***** TEXT PASSAGE *****

Multilingual Prompting for Improving LLM Generation Diversity
Qihan Wang, Shidong Pan, Tal Linzen, Emily Black
TL;DR
This work identifies the lack of cultural and demographic diversity in LLM generations and proposes multilingual prompting as a principled method to activate culture-specific knowledge across languages. By creating multiple prompt variants in different languages with cultural cues and aggregating their responses, the method yields higher diversity than prior approaches while preserving factual accuracy. Language alignment also reduces culture-specific hallucinations, and the diversity gains scale with the number of languages and vary by model size and resource level. The results suggest multilingual prompting as a practical, scalable technique to elicit broader perspectives from LLMs for diverse and more representative outputs.
Abstract
Large Language Models (LLMs) are known to lack cultural representation and overall diversity in their generations, from expressing opinions to answering factual questions. To mitigate this problem, we propose multilingual prompting: a prompting method which generates several variations of a base prompt with added cultural and linguistic cues from several cultures, generates responses, and then combines the results. Building on evidence that LLMs have language-specific knowledge, multilingual prompting seeks to increase diversity by activating a broader range of cultural knowledge embedded in model training data. Through experiments across multiple models (GPT-4o, GPT-4o-mini, LLaMA 70B, and LLaMA 8B), we show that multilingual prompting consistently outperforms existing diversity-enhancing techniques such as high-temperature sampling, step-by-step recall, and persona prompting. Further analyses show that the benefits of multilingual prompting vary between high and low resource languages and across model sizes, and that aligning the prompting language with cultural cues reduces hallucination about culturally-specific information.

***** INFORMATION GIVEN *****

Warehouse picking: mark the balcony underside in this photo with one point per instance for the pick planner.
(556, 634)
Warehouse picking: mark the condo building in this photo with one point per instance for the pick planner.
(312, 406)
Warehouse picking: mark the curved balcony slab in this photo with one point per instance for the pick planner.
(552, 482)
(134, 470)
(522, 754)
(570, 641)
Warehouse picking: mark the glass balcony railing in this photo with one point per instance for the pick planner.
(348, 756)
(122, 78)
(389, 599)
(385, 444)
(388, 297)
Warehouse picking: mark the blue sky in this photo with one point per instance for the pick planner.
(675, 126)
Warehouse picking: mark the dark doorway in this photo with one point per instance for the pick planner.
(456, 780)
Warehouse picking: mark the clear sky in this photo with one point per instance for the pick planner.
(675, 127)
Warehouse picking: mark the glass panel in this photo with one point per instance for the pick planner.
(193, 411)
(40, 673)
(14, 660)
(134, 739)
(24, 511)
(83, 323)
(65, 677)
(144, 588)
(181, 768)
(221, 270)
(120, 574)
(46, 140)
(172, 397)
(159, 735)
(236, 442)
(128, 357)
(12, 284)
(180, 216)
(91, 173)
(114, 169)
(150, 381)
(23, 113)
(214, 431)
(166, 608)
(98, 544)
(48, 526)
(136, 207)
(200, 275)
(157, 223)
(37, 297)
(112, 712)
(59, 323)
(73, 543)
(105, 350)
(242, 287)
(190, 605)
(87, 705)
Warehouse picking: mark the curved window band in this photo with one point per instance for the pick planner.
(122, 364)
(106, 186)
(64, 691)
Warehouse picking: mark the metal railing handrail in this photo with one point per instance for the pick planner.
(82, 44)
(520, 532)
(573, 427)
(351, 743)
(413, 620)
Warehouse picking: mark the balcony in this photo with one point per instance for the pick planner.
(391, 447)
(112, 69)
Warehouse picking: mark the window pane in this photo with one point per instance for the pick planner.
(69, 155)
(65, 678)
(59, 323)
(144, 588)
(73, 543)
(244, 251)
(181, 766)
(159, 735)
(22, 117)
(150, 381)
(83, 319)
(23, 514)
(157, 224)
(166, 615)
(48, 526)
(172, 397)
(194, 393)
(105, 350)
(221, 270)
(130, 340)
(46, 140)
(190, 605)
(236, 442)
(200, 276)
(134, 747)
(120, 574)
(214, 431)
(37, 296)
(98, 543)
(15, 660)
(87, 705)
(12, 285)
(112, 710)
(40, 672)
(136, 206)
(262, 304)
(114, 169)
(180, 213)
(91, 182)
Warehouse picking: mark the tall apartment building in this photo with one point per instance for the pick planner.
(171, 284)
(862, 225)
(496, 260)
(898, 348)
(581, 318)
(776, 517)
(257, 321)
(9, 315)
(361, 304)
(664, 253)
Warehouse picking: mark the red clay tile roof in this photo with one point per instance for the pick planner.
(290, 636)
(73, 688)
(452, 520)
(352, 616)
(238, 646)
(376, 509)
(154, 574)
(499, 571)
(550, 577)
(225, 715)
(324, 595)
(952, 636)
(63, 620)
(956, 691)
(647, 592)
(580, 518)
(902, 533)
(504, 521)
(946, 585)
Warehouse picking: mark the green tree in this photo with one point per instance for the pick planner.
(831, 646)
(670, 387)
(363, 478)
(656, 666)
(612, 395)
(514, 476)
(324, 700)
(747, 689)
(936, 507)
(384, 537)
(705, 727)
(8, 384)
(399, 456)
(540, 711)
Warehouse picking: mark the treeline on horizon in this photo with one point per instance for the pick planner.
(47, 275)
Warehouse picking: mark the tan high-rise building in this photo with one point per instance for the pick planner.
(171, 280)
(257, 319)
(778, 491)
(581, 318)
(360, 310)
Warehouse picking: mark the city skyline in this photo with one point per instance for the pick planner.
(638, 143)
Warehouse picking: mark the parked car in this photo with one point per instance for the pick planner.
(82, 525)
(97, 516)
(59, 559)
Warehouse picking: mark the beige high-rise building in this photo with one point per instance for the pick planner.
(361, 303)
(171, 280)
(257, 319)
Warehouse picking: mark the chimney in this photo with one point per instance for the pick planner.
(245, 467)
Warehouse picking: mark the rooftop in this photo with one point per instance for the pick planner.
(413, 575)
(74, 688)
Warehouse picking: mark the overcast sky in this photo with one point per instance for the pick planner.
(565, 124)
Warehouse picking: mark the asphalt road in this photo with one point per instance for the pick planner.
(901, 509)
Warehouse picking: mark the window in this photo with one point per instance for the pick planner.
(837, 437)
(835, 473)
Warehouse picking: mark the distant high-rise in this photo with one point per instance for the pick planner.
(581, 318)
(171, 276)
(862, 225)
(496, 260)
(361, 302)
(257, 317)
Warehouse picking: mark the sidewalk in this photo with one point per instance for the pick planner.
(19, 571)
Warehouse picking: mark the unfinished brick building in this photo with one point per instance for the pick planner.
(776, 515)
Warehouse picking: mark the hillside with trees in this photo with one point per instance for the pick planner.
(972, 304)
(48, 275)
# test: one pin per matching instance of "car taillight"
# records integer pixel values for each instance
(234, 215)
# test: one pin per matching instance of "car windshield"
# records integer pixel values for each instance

*****
***** INFORMATION GIVEN *****

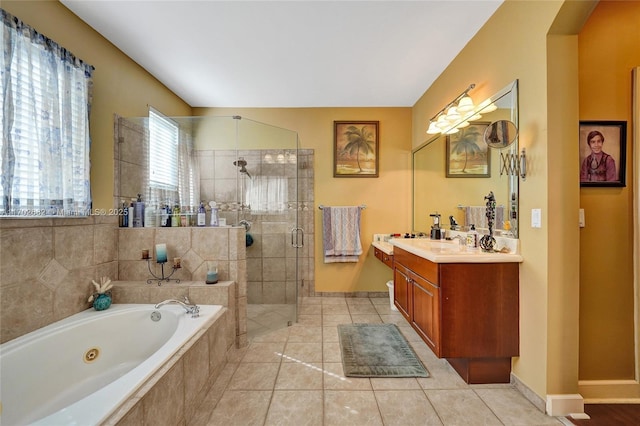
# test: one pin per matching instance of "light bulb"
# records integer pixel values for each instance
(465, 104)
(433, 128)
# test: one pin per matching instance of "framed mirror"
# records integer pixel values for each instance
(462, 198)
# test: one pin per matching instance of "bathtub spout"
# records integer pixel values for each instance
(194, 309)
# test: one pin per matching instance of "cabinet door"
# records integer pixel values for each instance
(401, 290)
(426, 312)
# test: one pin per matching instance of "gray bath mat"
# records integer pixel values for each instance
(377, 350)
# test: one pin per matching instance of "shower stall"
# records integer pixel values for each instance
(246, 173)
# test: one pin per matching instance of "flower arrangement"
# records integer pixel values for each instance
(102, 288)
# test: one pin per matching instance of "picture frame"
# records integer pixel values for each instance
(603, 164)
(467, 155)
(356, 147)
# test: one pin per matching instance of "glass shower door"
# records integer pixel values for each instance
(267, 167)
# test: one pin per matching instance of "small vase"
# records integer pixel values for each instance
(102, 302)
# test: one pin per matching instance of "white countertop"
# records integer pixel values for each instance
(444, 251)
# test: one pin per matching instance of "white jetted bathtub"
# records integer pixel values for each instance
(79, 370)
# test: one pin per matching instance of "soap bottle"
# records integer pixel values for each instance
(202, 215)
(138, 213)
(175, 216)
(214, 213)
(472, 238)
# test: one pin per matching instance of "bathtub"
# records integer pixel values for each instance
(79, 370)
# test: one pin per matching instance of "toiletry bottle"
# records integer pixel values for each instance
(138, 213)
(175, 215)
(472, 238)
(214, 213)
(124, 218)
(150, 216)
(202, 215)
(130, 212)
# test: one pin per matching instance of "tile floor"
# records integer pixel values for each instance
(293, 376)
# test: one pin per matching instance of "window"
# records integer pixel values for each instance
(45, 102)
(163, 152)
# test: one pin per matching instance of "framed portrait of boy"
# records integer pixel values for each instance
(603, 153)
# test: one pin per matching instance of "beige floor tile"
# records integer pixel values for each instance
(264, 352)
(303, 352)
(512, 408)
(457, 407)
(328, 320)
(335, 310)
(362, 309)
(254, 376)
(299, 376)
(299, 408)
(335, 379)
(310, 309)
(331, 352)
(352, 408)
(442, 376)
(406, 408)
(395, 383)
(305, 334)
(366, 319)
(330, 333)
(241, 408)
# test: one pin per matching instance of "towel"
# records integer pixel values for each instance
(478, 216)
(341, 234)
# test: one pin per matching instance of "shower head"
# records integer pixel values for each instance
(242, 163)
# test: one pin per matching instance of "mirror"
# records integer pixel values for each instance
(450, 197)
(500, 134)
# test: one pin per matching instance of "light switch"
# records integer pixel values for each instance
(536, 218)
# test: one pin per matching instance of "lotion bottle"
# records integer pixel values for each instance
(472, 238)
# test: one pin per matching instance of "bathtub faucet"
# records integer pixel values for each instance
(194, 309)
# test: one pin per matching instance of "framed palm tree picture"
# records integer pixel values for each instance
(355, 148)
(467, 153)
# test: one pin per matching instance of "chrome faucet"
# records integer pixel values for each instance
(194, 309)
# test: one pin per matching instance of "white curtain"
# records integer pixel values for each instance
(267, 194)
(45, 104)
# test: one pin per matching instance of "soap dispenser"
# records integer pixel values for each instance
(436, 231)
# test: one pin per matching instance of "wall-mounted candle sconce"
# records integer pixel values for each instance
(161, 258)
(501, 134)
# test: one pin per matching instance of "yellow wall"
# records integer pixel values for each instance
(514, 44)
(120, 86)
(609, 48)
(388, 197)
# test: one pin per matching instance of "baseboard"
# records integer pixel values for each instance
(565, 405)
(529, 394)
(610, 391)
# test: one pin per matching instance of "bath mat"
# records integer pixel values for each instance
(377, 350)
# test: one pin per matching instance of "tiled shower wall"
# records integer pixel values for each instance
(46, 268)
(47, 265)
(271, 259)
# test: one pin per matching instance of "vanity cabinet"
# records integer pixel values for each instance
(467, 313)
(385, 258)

*****

▸ WHAT THE EXERCISE ASKS
Return the span of the multilingual prompting text above between "Multilingual Prompting for" and "more representative outputs.", inclusive, copied word for word.

▸ EXERCISE RESULT
Multilingual Prompting for Improving LLM Generation Diversity
Qihan Wang, Shidong Pan, Tal Linzen, Emily Black
TL;DR
This work identifies the lack of cultural and demographic diversity in LLM generations and proposes multilingual prompting as a principled method to activate culture-specific knowledge across languages. By creating multiple prompt variants in different languages with cultural cues and aggregating their responses, the method yields higher diversity than prior approaches while preserving factual accuracy. Language alignment also reduces culture-specific hallucinations, and the diversity gains scale with the number of languages and vary by model size and resource level. The results suggest multilingual prompting as a practical, scalable technique to elicit broader perspectives from LLMs for diverse and more representative outputs.